● **Page**
■ ■ ■ ■ ■

If we are using probabilities, we can label the tree in the following general way.

- \(P(\text{R|R})\) here means \(P(\text{R on 2nd|R on 1st})\)
- \(P(\text{B|R})\) here means \(P(\text{B on 2nd|R on 1st})\)
- \(P(\text{R|B})\) here means \(P(\text{R on 2nd|B on 1st})\)
- \(P(\text{B|B})\) here means \(P(\text{B on 2nd|B on 1st})\)

Exercise \(\PageIndex{2}\)

In a standard deck, there are 52 cards. Twelve cards are face cards (\(\text{F}\)) and 40 cards are not face cards (\(\text{N}\)). Draw two cards, one at a time, without replacement. The tree diagram is labeled with all possible probabilities.

**Figure \(\PageIndex{4}\):**

- Find \(P(\text{FN OR NF})\).
- Find \(P(\text{N|F})\).
- Find \(P(\text{at most one face card})\).

Hint: "At most one face card" means zero or one face card. - Find \(P(\text{at least on face card})\).

Hint: "At least one face card" means one or two face cards.

**Answer**

- \(P(\text{FN OR NF}) = \frac{480}{2,652} + \frac{480}{2,652} = \frac{960}{2,652} = \frac{80}{221}\)
- \(P(\text{N|F}) = \frac{40}{51}\)

■ ■ ■ ■ ■

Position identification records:
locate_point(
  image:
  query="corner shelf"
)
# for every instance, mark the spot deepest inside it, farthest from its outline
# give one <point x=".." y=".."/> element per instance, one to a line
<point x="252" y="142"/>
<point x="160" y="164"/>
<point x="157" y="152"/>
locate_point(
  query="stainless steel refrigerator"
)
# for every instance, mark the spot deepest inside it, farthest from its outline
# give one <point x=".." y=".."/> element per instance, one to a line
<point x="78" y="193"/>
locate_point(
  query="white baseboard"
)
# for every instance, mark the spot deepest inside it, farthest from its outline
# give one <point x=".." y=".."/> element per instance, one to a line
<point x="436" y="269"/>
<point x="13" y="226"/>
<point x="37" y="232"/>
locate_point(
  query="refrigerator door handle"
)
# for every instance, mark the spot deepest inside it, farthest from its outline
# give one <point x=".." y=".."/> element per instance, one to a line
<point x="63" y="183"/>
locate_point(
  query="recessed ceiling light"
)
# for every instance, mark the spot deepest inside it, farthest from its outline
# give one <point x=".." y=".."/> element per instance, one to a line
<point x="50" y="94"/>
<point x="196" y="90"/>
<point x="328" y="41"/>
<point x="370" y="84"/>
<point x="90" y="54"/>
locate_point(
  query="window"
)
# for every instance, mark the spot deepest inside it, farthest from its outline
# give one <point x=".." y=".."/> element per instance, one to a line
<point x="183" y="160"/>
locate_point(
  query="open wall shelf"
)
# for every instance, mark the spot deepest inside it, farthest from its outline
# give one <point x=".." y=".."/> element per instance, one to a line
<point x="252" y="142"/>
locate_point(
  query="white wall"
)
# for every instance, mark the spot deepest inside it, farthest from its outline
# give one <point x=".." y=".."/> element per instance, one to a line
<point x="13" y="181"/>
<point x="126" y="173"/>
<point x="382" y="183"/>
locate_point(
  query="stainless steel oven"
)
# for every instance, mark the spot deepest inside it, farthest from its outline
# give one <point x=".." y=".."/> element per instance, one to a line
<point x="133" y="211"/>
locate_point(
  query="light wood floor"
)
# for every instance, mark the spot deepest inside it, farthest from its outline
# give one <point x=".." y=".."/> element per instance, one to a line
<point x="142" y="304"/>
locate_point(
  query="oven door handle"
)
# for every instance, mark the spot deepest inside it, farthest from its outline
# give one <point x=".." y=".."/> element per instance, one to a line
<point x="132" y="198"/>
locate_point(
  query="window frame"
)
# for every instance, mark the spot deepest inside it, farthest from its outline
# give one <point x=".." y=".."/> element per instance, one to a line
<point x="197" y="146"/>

■ ■ ■ ■ ■

● **Given instruction**
In the probability text, list every shorthand label for the tree's branches together with the longer expression it stands for.

● **Exercise result**
- P(R|R) means P(R on 2nd|R on 1st)
- P(B|R) means P(B on 2nd|R on 1st)
- P(R|B) means P(R on 2nd|B on 1st)
- P(B|B) means P(B on 2nd|B on 1st)